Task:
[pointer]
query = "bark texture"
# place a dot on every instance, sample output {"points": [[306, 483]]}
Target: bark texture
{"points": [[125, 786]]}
■ ■ ■ ■ ■ ■ ■
Reproduce every line of the items above without changing anything.

= Task response =
Task:
[pointer]
query = "bark texture"
# place a dot on every instance, sample output {"points": [[306, 483]]}
Target: bark texture
{"points": [[125, 786]]}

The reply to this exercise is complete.